**Task set**
• a. Reproduce the passage of the article about Joe Ingles starting at "Joe Ingles is" and ending at "to the NBA).".
• b. Transcribe the data rows starting at the line containing "sky in the photo below" and ending at the line containing "point(83, 64)", and leave the pictures out of your answer.

**Page text**
* begin *

NBA: Milwaukee Bucks at Utah Jazz Jeff Swinger-USA TODAY Sports

Joe Ingles is a Milwaukee Buck. This is big news — perhaps the biggest we will get between now and the trade deadline, depending on the shifting tide of GM Jon Horst’s moods. Upon hearing the news, your mind likely searched what it has seen and heard about Ingles to get a proper idea of the kind of player the Bucks had just signed. Essentially a Utah Jazz lifer before being part of a mid-season trade to Portland last year, tall at 6’8”, and a proven three-point shooter during his time in the league (he’s averaged to hit 40.8% of all threes on a 65.8% 3Par since coming to the NBA).

And yet unless you were watching a lot of Jazz basketball — truth be told, I wasn’t — your picture of Joe Ingles likely stems from the few times the Bucks would play Utah or whenever you’d catch the Jazz during a postseason run. So, as part of our collective fact-finding mission to understand Ingles, I decided to go right to the source: Our Jazz sister site, SLC Dunk.

Nathan, better known as DLC_Jazz on the SLC Dunk staff, kindly offered to answer five(ish) questions I had about Joe Ingles over email. I wanted to know more about what Jazz fans had come to understand about the Australian during his near-decade in Salt Lake City, how his game had changed, his strengths, weaknesses, and whatever else might endear us to our newest player.

* end *

**Data records**
* begin *

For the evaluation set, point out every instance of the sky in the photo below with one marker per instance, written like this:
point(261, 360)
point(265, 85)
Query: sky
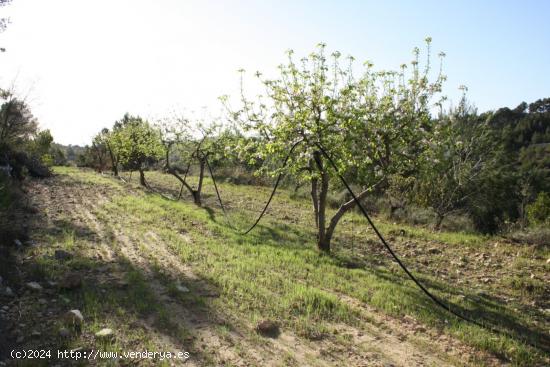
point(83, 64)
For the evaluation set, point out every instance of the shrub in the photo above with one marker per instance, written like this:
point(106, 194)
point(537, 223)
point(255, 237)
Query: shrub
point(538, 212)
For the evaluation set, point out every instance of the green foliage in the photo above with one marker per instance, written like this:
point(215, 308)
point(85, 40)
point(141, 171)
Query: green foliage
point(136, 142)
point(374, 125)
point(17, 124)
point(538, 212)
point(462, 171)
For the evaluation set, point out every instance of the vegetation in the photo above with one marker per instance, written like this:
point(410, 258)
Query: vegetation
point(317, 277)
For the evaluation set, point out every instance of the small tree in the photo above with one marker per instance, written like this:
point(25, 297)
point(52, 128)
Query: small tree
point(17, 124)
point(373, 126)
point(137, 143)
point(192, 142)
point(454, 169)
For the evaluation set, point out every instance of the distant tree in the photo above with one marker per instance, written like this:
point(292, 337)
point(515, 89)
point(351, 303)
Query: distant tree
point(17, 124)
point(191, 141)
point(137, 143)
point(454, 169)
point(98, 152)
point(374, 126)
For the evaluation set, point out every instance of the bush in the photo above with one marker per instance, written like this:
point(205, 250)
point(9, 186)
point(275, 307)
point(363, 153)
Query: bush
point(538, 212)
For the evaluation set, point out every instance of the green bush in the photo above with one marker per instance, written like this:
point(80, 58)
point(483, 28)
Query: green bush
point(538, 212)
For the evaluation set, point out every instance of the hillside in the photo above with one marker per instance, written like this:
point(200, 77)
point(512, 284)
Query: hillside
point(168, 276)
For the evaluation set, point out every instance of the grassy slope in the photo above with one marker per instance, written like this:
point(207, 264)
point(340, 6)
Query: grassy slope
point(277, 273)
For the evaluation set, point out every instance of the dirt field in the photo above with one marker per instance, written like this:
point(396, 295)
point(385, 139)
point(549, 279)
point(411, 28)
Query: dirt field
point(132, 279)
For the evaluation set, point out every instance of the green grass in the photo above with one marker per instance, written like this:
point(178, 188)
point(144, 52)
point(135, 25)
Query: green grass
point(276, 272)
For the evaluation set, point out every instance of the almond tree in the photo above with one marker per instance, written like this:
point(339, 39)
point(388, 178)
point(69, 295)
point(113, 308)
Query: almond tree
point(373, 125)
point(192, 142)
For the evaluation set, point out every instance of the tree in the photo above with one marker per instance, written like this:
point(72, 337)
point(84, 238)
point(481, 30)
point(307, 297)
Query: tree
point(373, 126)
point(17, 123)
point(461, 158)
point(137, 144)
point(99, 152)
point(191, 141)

* end *
* begin *

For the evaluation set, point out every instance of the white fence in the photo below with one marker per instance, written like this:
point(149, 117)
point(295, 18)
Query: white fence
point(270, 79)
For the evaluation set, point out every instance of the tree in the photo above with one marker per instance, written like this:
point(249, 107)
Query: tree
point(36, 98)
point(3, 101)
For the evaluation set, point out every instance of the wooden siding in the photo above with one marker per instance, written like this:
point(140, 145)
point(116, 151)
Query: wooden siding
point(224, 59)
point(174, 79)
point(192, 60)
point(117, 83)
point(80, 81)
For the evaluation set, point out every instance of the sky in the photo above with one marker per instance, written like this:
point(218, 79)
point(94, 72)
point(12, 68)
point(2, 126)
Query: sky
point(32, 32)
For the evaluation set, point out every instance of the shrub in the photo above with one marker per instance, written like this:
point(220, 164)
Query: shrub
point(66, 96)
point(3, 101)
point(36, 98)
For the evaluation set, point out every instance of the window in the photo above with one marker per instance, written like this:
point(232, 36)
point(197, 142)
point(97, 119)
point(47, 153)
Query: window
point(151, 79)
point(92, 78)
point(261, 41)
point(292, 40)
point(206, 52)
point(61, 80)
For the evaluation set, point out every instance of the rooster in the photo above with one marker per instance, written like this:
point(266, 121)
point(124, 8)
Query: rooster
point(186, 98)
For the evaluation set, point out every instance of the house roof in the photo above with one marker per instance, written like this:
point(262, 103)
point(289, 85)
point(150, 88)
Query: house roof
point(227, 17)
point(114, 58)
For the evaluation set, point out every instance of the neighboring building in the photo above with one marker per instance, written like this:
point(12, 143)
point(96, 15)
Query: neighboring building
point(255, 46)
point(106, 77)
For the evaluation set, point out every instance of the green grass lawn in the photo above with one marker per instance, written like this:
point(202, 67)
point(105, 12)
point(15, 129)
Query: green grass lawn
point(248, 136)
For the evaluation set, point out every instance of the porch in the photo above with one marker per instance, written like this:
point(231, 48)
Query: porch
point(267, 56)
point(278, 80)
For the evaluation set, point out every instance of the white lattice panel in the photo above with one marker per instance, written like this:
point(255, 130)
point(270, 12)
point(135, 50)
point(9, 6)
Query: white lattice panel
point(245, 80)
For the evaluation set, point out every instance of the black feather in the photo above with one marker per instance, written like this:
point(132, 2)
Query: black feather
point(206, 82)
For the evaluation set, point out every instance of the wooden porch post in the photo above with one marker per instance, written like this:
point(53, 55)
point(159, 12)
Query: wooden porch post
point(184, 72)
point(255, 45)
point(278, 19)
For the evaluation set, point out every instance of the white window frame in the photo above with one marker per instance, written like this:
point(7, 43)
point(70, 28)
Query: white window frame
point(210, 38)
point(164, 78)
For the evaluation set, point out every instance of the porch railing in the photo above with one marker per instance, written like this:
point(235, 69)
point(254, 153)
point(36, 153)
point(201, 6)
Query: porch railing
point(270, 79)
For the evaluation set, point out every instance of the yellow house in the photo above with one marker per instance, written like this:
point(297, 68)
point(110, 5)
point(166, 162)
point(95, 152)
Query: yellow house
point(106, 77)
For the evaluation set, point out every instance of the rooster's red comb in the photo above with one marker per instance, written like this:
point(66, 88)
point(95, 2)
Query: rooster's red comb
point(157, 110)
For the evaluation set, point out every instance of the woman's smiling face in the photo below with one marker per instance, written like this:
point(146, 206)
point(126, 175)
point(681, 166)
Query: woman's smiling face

* end *

**Exercise results**
• a.
Joe Ingles is a Milwaukee Buck. This is big news — perhaps the biggest we will get between now and the trade deadline, depending on the shifting tide of GM Jon Horst’s moods. Upon hearing the news, your mind likely searched what it has seen and heard about Ingles to get a proper idea of the kind of player the Bucks had just signed. Essentially a Utah Jazz lifer before being part of a mid-season trade to Portland last year, tall at 6’8”, and a proven three-point shooter during his time in the league (he’s averaged to hit 40.8% of all threes on a 65.8% 3Par since coming to the NBA).

• b.
For the evaluation set, point out every instance of the sky in the photo below with one marker per instance, written like this:
point(261, 360)
point(265, 85)
Query: sky
point(83, 64)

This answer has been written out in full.